List the rows as a numbered list, from the line containing "[locate] forested foothill" through the end of the rows, leaving out blank lines.

— start of Available records —

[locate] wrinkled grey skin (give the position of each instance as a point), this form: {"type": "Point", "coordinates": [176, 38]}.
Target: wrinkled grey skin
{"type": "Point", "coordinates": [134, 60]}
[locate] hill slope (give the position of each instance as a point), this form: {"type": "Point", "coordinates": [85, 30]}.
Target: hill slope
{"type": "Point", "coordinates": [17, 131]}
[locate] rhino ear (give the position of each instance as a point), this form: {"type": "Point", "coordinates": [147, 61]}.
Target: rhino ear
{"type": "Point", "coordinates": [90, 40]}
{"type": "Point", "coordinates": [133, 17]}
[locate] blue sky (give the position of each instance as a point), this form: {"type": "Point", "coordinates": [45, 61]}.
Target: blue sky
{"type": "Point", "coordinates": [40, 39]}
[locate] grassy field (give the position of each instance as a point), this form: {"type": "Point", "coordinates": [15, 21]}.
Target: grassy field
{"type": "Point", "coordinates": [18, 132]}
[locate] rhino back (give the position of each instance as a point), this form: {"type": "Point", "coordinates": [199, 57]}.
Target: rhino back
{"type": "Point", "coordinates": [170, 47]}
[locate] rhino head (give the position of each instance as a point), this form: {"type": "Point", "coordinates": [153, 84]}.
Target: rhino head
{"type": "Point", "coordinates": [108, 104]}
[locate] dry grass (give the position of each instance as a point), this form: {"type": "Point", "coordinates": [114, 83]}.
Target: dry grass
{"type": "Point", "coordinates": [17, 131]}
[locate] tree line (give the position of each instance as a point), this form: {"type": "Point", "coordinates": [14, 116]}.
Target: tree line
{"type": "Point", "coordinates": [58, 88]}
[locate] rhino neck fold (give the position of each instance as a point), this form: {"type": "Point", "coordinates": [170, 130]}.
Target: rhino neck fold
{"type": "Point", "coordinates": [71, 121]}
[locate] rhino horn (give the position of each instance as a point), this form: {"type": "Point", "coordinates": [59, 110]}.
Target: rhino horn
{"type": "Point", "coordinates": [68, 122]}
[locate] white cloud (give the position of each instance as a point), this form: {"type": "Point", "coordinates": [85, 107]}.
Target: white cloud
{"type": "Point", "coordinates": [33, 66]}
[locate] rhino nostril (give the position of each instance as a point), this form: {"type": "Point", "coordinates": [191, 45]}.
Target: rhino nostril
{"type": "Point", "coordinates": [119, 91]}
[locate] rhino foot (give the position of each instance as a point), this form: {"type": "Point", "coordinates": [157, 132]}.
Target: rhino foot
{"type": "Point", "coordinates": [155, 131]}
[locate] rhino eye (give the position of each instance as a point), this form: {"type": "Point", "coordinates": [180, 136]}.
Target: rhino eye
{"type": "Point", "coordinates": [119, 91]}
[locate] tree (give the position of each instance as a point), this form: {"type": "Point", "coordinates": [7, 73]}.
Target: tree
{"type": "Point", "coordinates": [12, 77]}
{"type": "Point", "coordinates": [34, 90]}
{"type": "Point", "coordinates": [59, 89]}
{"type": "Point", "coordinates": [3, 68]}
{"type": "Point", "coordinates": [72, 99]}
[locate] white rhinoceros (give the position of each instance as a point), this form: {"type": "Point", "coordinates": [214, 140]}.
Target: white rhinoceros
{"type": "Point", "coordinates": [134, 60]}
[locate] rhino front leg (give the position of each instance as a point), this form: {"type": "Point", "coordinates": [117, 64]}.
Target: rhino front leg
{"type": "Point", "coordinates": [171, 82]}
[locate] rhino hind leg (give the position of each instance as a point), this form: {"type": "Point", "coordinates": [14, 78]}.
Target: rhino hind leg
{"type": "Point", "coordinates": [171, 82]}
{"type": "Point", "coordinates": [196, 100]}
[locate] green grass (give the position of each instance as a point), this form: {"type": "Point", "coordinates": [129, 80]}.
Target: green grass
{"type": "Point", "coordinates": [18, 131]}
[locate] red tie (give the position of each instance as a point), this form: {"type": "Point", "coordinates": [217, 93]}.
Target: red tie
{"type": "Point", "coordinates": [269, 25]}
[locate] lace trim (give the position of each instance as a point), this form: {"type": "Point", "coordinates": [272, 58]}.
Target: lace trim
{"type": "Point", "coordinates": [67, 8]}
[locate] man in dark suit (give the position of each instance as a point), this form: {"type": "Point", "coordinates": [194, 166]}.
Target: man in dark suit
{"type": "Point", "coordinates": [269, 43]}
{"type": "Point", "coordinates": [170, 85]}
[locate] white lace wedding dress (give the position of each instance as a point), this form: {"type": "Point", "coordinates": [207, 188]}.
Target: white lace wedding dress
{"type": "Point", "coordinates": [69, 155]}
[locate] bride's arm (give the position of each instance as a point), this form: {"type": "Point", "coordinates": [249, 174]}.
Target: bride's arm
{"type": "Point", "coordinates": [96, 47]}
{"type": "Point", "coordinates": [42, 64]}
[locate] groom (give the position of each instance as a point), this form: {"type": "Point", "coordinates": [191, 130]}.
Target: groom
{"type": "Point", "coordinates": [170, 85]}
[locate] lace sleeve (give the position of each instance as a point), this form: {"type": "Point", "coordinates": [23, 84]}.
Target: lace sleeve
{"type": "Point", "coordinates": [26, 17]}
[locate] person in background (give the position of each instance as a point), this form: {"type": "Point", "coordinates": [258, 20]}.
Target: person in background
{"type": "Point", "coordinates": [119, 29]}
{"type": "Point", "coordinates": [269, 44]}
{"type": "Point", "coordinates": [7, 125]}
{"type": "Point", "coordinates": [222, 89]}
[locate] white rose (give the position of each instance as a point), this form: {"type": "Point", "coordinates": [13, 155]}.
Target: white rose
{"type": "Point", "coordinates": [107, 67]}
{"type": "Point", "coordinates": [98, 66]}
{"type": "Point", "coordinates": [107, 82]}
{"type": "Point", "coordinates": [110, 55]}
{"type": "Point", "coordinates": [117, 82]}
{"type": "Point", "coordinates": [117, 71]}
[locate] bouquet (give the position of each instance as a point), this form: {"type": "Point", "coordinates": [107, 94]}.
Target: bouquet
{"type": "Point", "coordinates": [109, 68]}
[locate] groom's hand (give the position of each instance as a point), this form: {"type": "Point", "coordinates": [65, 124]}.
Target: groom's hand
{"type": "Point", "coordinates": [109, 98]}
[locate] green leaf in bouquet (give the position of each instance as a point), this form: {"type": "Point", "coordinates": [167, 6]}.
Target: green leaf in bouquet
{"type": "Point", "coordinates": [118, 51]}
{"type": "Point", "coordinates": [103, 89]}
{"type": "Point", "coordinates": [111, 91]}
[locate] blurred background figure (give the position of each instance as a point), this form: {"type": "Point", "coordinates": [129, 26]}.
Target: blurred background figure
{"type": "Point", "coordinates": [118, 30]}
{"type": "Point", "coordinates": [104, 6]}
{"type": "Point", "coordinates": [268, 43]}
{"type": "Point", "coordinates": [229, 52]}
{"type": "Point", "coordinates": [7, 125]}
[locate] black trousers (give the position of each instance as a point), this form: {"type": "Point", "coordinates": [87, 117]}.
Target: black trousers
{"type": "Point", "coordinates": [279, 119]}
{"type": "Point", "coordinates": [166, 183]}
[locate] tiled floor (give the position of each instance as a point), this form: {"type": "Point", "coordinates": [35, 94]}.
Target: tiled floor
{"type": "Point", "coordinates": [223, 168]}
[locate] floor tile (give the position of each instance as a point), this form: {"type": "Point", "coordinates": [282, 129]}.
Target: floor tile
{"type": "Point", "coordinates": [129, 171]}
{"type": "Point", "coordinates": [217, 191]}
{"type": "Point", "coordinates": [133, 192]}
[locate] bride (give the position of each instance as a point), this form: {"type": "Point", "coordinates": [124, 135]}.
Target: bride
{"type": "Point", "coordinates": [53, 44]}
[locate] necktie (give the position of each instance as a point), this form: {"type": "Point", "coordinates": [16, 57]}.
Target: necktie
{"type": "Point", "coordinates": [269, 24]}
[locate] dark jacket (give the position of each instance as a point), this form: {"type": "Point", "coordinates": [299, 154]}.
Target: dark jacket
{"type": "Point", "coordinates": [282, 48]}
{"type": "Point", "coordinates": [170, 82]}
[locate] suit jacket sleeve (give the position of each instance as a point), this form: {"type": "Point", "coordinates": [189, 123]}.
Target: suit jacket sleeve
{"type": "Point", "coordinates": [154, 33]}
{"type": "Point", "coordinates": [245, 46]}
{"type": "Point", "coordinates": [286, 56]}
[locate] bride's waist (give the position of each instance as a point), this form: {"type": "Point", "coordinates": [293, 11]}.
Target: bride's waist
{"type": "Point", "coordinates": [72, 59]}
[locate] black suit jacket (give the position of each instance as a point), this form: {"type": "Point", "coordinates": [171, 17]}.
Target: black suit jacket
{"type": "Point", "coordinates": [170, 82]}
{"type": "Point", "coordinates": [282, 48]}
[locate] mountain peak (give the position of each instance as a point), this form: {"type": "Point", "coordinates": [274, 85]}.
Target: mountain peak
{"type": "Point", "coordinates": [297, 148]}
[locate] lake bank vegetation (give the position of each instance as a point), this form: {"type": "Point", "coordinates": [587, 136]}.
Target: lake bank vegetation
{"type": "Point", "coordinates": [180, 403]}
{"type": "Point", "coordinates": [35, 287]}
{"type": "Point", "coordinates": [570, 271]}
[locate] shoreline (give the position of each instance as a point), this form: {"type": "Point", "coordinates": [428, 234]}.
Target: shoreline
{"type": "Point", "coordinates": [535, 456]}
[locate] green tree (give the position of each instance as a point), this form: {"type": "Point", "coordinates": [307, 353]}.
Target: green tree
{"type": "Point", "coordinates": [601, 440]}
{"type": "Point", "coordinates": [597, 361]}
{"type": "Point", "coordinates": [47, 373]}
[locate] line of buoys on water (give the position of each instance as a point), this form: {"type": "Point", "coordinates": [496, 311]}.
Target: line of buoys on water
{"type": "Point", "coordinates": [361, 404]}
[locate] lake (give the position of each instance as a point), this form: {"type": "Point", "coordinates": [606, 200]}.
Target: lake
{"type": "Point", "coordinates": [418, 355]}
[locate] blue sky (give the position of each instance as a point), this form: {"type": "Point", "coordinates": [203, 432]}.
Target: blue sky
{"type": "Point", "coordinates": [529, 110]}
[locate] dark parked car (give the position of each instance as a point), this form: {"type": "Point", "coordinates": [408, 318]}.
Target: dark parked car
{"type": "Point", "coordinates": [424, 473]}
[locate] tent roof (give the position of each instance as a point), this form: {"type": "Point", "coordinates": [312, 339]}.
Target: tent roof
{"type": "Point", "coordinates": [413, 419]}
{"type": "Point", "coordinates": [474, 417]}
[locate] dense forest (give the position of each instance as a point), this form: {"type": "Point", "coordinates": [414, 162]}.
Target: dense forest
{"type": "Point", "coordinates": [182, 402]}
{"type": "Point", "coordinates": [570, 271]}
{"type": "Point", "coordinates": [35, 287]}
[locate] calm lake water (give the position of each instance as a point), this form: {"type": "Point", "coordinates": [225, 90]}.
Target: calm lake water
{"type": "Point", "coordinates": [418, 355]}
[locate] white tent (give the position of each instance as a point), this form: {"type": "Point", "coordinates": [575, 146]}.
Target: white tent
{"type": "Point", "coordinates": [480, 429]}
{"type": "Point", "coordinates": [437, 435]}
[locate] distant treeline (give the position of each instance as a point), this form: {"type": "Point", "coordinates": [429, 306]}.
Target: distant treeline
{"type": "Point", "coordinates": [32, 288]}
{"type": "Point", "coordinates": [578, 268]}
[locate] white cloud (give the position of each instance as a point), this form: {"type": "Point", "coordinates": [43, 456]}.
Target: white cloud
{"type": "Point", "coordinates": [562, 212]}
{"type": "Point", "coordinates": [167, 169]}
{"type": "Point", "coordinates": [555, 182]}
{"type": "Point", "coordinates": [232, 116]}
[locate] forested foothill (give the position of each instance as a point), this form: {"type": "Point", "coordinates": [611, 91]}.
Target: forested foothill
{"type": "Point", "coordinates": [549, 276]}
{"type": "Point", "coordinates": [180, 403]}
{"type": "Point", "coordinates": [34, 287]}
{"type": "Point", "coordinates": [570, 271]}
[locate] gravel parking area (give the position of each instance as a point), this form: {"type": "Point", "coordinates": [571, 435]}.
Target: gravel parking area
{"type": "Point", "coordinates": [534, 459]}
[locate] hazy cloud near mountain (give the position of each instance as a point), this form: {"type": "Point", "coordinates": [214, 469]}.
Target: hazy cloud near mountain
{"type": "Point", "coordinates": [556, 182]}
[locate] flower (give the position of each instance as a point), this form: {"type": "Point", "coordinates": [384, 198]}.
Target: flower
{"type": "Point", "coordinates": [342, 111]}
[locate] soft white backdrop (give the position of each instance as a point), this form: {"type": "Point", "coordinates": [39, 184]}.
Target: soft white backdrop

— end of Available records —

## Task answer
1. [locate] forested foothill (give the position of each instance as a point), this form: {"type": "Point", "coordinates": [611, 91]}.
2. Target: forested foothill
3. {"type": "Point", "coordinates": [549, 276]}
4. {"type": "Point", "coordinates": [180, 403]}
5. {"type": "Point", "coordinates": [34, 287]}
6. {"type": "Point", "coordinates": [570, 271]}
7. [locate] gravel parking area (give the position of each instance as a point), this form: {"type": "Point", "coordinates": [571, 435]}.
8. Target: gravel parking area
9. {"type": "Point", "coordinates": [534, 459]}
10. [locate] hazy cloud near mountain (give the position of each instance as a point), this form: {"type": "Point", "coordinates": [214, 469]}.
11. Target: hazy cloud near mountain
12. {"type": "Point", "coordinates": [556, 182]}
13. [locate] flower (give the position of each instance as a point), this form: {"type": "Point", "coordinates": [384, 198]}.
14. Target: flower
15. {"type": "Point", "coordinates": [342, 111]}
16. [locate] soft white backdrop (give the position of each instance as a point), this form: {"type": "Point", "coordinates": [39, 184]}.
17. Target: soft white backdrop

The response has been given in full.